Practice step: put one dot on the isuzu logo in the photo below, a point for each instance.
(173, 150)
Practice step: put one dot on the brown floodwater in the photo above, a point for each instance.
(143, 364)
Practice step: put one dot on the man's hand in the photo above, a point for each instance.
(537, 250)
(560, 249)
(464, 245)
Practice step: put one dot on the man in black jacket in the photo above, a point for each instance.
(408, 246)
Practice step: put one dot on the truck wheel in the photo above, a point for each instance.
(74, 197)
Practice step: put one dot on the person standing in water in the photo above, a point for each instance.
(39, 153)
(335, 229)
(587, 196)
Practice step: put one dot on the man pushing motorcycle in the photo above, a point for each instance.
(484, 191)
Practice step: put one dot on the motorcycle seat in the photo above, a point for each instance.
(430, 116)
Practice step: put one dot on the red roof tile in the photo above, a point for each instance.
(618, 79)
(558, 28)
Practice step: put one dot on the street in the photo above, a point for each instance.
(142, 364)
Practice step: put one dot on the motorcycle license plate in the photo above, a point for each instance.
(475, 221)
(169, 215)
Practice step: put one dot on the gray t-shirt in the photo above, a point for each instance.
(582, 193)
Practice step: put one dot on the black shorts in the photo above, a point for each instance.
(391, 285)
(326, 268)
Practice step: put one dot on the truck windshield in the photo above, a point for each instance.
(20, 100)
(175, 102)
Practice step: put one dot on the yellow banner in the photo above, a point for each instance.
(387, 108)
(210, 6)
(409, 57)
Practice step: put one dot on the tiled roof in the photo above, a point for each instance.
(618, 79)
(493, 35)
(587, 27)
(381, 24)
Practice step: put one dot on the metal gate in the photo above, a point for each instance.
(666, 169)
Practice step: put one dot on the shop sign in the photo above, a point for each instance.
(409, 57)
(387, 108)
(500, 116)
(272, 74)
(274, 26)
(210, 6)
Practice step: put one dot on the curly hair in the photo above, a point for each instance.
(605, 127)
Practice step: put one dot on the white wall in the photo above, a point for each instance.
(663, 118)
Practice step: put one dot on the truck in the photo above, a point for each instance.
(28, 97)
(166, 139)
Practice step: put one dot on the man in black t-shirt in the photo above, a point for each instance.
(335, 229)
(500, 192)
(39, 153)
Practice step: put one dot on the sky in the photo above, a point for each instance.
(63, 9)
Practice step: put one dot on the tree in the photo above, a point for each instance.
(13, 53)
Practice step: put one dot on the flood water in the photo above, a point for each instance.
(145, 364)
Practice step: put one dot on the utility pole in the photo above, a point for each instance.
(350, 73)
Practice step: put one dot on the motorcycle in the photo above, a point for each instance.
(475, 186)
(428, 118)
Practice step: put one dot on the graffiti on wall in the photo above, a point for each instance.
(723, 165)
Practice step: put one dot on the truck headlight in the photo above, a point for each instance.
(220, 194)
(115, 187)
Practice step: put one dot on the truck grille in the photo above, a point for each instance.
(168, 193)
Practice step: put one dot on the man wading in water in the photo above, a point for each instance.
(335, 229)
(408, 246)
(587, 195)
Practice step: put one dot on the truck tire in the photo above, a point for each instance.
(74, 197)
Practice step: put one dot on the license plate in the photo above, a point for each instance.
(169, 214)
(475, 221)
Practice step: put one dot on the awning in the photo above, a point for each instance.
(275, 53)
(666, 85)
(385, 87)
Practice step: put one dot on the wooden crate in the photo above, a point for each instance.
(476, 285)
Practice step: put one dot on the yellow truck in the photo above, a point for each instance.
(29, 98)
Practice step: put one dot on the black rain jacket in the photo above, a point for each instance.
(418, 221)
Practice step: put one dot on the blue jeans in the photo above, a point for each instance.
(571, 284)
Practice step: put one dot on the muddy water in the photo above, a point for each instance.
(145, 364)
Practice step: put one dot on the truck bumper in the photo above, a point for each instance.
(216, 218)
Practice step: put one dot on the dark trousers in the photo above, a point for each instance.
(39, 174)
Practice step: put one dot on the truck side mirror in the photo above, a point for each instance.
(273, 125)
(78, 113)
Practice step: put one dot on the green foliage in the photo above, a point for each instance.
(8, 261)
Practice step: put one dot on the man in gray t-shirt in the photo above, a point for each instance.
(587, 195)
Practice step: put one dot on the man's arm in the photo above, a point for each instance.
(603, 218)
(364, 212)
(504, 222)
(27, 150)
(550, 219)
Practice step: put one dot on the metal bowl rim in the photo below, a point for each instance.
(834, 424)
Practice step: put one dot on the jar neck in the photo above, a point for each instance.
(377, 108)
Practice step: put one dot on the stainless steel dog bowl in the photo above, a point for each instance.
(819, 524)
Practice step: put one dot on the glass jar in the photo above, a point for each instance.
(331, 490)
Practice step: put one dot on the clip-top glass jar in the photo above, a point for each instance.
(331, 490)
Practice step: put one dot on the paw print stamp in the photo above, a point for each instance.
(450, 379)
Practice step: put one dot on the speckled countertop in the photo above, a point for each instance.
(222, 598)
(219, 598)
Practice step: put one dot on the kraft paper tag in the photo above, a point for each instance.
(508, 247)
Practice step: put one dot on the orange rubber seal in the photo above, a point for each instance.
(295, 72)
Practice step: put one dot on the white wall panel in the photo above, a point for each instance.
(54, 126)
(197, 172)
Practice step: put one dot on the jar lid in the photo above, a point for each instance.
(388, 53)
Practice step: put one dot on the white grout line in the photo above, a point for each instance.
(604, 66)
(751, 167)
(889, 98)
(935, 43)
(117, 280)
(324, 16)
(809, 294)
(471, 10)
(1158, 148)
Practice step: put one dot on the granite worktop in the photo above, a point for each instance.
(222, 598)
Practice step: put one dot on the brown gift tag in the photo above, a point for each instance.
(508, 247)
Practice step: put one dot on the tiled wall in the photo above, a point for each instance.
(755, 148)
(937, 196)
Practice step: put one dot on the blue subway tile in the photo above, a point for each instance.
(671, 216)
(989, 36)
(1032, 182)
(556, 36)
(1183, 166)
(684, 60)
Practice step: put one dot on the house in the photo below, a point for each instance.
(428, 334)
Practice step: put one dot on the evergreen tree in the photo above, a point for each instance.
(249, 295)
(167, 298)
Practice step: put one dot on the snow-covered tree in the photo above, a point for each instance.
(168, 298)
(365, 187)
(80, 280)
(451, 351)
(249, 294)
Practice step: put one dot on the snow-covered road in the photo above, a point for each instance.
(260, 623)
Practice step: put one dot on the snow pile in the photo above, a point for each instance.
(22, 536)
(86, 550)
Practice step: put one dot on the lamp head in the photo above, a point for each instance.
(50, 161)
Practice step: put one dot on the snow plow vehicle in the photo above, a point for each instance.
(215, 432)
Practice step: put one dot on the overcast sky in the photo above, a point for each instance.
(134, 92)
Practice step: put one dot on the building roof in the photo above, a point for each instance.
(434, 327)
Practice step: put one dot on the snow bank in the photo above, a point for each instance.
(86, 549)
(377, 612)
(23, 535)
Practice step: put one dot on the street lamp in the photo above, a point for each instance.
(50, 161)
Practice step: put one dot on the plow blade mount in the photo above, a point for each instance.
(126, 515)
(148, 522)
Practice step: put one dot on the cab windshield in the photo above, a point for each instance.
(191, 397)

□ □ □

AIM OF THE TASK =
Repeat each of the entries above precisely as given.

TASK RESULT =
Practice step: put one dot on the isuzu logo in the photo below, a point for each instance.
(173, 150)
Practice step: put one dot on the brown floodwater in the photo above, a point for each instance.
(143, 364)
Practice step: put one dot on the man's hand in the photo above, a point for each instance.
(537, 250)
(560, 249)
(464, 245)
Practice step: put one dot on the man in black jacket in the photo above, a point for each instance.
(408, 246)
Practice step: put one dot on the truck wheel in the photo above, a point for each instance.
(74, 197)
Practice step: put one dot on the person standing in water in the photo above, a point for each instance.
(39, 153)
(335, 229)
(587, 196)
Practice step: put one dot on the man pushing motorcycle in the photo above, a point for each instance.
(484, 191)
Practice step: put one dot on the motorcycle seat in the photo above, a point for each instance.
(430, 116)
Practice step: put one dot on the red roof tile in the photo above, a point for each instance.
(618, 79)
(558, 28)
Practice step: put one dot on the street in the photo above, a point for each instance.
(142, 364)
Practice step: put one dot on the motorcycle license plate in the photo above, a point for each instance.
(475, 221)
(169, 215)
Practice step: put one dot on the gray t-shirt in the photo above, a point for each instance.
(582, 193)
Practice step: put one dot on the black shorts in the photo above, a point for each instance.
(391, 285)
(326, 268)
Practice step: put one dot on the truck windshield in the photo above, a point for each instance.
(20, 100)
(175, 102)
Practice step: put one dot on the yellow banner in the photo above, a point for each instance.
(387, 108)
(210, 6)
(409, 57)
Practice step: put one dot on the tiled roof in the photo above, a point for each instance.
(618, 79)
(493, 35)
(587, 27)
(381, 24)
Practice step: put one dot on the metal gate in the photo above, a point for each instance.
(666, 169)
Practice step: put one dot on the shop sign in the photo above, a point for each instance.
(409, 57)
(387, 108)
(500, 116)
(272, 74)
(274, 26)
(210, 6)
Practice step: put one dot on the curly hair in the photo above, a point for each instance.
(605, 127)
Practice step: put one dot on the white wall in the photo above, a point for each instance.
(663, 118)
Practice step: put one dot on the truck in the photo above, a point for each instance.
(28, 97)
(166, 139)
Practice step: put one dot on the man in black t-shirt in the photo above, a point for each instance.
(335, 229)
(500, 192)
(39, 153)
Practice step: put one dot on the sky in the photo above, a point for each instance.
(63, 9)
Practice step: put one dot on the tree in the photo above, a point for each instance.
(13, 53)
Practice step: put one dot on the flood water in the photo above, a point for each instance.
(145, 364)
Practice step: put one dot on the utility pole in the photo above, a point for each instance.
(350, 73)
Practice step: put one dot on the motorcycle in the photo above, a point for each instance.
(475, 186)
(428, 118)
Practice step: put one dot on the graffiti on wall in the photo above, a point for each instance.
(723, 165)
Practice step: put one dot on the truck headlight in the photo above, a point for each instance.
(220, 194)
(115, 187)
Practice step: put one dot on the truck grille in the photo above, a point for each instance.
(168, 193)
Practice step: put one dot on the man wading in water in the photo above, a point for each instance.
(335, 229)
(408, 246)
(587, 195)
Practice step: put one dot on the truck tire in the photo above, a point for each instance.
(74, 197)
Practice step: put one dot on the license plate in the photo above, a point for each instance.
(169, 214)
(475, 221)
Practice step: put one dot on the awning in the photo above, a point for each instance.
(275, 53)
(666, 85)
(385, 87)
Practice step: put one dot on the wooden crate in the photo above, a point for each instance.
(476, 285)
Practice step: put one dot on the yellow truck in the photo above, a point for each instance.
(29, 98)
Practice step: put one dot on the black rain jacket in the photo above, a point for each instance.
(418, 221)
Practice step: put one dot on the blue jeans in the photo above, a point for each instance.
(571, 284)
Practice step: put one dot on the muddy water in the photo above, a point for each instance.
(145, 364)
Practice step: put one dot on the truck bumper in the photo above, a point for each instance.
(216, 218)
Practice step: put one dot on the dark trousers in the photo above, a point for each instance.
(39, 174)
Practice step: put one dot on the truck side mirror in the photo above, a point for each instance.
(273, 125)
(78, 113)
Practice step: put one dot on the green foliage in the photo above, a point for each instance.
(8, 261)
Practice step: put one dot on the man in gray t-shirt in the photo above, a point for each instance.
(587, 195)
Practice step: put one dot on the man's arm in the photo above, a point for each instance.
(603, 218)
(364, 212)
(504, 222)
(27, 150)
(550, 219)
Practice step: put one dot on the metal bowl rim in the photo below, a point for each instance.
(834, 424)
Practice step: put one dot on the jar neck in the photo above, a point for each instance.
(377, 108)
Practice step: put one dot on the stainless steel dog bowl in the photo above, a point for each instance.
(819, 524)
Practice step: put one dot on the glass jar in the photo above, a point for each instance.
(331, 490)
Practice step: put one dot on the clip-top glass jar in the photo above, a point for each instance.
(331, 490)
Practice step: put one dot on the paw print stamp in the photo above, a point for each instance.
(450, 379)
Practice step: put one dot on the speckled countertop in the photo above, a point for each instance.
(222, 598)
(219, 598)
Practice step: put one dot on the kraft paper tag in the photo above, a point for each instance.
(508, 247)
Practice step: put one dot on the orange rubber seal in the photo above, a point for each instance.
(295, 72)
Practice step: put one dot on the white wall panel in the photo above, a point for each instance.
(54, 126)
(197, 172)
Practice step: put one dot on the jar lid in the photo above, a point for each instance.
(388, 53)
Practice step: put one dot on the white grout line in the photo above, a point for each instance.
(604, 66)
(751, 167)
(889, 98)
(935, 43)
(117, 280)
(324, 16)
(809, 294)
(471, 10)
(1158, 148)
Practice step: put one dot on the granite worktop in the photo above, a point for each instance.
(222, 598)
Practice step: put one dot on the brown gift tag in the photo above, a point for each instance.
(508, 247)
Practice step: put one dot on the tiled wall in the photo above, a point for each instance.
(755, 148)
(937, 196)
Practice step: put one dot on the blue subway tile in the photo above, a point for each instance.
(671, 216)
(989, 36)
(1032, 182)
(556, 36)
(1183, 166)
(684, 60)
Practice step: put one dot on the house in the photo below, a point for each instance.
(428, 334)
Practice step: put one dot on the evergreen tree in the photo above, a point for each instance.
(249, 295)
(167, 298)
Practice step: put one dot on the snow-covered tree in the photo above, a point for each instance.
(168, 298)
(365, 187)
(80, 280)
(451, 351)
(249, 294)
Practice step: put one dot on the snow-covered road in the photo above, a point for each instance.
(260, 623)
Practice step: put one dot on the snow pile in the photo above, a point for each instance.
(22, 536)
(86, 550)
Practice step: put one dot on the lamp head in the photo above, a point for each instance.
(50, 161)
Practice step: put one dot on the snow plow vehicle in the photo above, a point for each instance.
(215, 432)
Practice step: put one dot on the overcast sky in the photo above, a point for each instance.
(134, 92)
Practice step: put one dot on the building roof in the photo above, a point for each instance.
(434, 327)
Practice step: put one dot on the snow bank in the photo above, a point for each instance.
(86, 549)
(377, 612)
(23, 535)
Practice step: put one dot on the street lamp in the photo above, a point for each instance.
(50, 161)
Practice step: put one dot on the plow blade mount in the photo above, a point for each instance.
(126, 515)
(148, 522)
Practice step: put one dot on the cab windshield in the photo above, a point for each instance.
(191, 397)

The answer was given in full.